To do
In the data that follows, find the line with "Target = wooden door"; transcribe it, every later line up to the one with "Target = kitchen island", and that line as well, exactly and with no others.

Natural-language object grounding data
= Beginning of Section =

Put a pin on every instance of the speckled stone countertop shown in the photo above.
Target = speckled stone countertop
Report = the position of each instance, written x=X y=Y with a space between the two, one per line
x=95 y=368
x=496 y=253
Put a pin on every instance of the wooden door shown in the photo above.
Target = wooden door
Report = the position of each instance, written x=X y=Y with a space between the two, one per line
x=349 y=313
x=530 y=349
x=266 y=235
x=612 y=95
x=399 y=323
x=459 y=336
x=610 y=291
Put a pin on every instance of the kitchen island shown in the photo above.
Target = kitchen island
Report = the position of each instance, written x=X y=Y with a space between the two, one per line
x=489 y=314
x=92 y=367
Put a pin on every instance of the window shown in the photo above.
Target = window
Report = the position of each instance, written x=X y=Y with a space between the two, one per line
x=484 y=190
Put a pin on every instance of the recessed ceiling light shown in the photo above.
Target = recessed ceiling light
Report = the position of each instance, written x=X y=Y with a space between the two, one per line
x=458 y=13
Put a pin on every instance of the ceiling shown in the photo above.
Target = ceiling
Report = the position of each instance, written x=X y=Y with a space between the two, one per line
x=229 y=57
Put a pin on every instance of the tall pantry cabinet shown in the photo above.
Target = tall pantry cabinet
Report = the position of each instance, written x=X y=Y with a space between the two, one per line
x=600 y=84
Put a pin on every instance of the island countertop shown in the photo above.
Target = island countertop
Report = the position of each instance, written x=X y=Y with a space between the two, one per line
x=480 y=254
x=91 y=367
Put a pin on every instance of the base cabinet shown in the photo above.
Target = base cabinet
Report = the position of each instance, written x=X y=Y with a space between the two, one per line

= End of Section =
= Beginning of Section =

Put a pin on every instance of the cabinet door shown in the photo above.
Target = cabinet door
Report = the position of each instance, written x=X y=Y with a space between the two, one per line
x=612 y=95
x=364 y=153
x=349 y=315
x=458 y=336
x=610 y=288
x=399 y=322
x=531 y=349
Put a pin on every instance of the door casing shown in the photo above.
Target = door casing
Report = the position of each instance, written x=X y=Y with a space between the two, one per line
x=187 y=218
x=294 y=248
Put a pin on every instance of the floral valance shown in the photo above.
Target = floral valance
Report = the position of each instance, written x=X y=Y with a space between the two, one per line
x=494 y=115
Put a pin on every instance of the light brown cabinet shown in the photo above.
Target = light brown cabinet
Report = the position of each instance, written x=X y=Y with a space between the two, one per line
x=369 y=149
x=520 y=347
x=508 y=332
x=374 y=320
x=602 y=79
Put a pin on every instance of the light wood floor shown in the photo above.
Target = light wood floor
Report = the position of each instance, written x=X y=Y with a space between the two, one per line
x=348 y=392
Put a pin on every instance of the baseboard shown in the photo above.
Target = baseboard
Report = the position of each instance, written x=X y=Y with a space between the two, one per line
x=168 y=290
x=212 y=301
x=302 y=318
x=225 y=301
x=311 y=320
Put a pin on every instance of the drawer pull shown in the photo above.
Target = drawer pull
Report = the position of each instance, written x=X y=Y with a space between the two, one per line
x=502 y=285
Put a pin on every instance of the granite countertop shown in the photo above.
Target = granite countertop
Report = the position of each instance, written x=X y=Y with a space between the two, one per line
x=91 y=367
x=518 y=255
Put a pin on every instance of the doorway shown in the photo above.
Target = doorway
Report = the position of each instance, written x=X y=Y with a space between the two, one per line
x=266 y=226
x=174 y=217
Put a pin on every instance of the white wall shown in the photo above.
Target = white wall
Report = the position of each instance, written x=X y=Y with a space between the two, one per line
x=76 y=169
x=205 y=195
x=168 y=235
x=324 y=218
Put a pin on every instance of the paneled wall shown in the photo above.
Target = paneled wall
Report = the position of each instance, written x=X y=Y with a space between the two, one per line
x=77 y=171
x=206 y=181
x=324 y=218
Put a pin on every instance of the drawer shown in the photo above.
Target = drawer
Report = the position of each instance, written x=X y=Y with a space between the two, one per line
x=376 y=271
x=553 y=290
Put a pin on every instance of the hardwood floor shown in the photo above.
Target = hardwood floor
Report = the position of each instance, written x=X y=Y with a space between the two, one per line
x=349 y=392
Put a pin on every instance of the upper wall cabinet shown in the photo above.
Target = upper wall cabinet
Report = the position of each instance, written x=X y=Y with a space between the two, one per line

= End of Section =

Output for this exercise
Target = wooden door
Report = the position of each instance, written x=X y=Y with a space between the two, one per line
x=349 y=313
x=530 y=349
x=266 y=235
x=612 y=95
x=399 y=323
x=459 y=336
x=610 y=291
Put a pin on every instance of the kitchen island shown in the photo above.
Target = kitchen island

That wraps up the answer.